--- Start of Entries supplied ---
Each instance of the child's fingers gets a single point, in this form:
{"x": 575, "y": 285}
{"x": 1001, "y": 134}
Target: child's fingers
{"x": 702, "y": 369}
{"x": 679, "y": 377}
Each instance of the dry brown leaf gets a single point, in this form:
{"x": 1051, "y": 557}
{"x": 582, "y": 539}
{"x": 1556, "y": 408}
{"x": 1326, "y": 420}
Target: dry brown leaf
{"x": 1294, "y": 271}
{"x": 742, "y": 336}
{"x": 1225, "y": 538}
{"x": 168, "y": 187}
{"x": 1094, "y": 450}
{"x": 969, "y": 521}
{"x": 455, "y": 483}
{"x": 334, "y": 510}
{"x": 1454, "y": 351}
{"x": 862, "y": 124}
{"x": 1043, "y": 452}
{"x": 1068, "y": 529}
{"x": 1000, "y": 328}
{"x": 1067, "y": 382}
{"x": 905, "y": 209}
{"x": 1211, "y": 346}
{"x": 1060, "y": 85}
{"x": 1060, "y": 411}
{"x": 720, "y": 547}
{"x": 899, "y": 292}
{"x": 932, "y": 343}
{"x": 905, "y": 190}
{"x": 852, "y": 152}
--- End of Entries supplied ---
Given task> Rewrite the records above with every occurrence of "single point" changed to "one point", leaving all other text as it is.

Written answer>
Each instance of the child's fingers gets a one point, in this form:
{"x": 575, "y": 285}
{"x": 1001, "y": 134}
Target: child's fingers
{"x": 702, "y": 369}
{"x": 679, "y": 377}
Each instance of the dry brown leaf gets a one point, in this form:
{"x": 1051, "y": 557}
{"x": 582, "y": 539}
{"x": 1556, "y": 408}
{"x": 1326, "y": 420}
Target: dry brown leaf
{"x": 1294, "y": 271}
{"x": 742, "y": 336}
{"x": 1225, "y": 538}
{"x": 168, "y": 187}
{"x": 1094, "y": 450}
{"x": 969, "y": 521}
{"x": 455, "y": 483}
{"x": 334, "y": 510}
{"x": 1454, "y": 351}
{"x": 862, "y": 124}
{"x": 1043, "y": 452}
{"x": 1068, "y": 529}
{"x": 1000, "y": 328}
{"x": 1067, "y": 382}
{"x": 905, "y": 209}
{"x": 1211, "y": 346}
{"x": 1060, "y": 85}
{"x": 1060, "y": 411}
{"x": 720, "y": 547}
{"x": 899, "y": 292}
{"x": 932, "y": 343}
{"x": 905, "y": 190}
{"x": 852, "y": 152}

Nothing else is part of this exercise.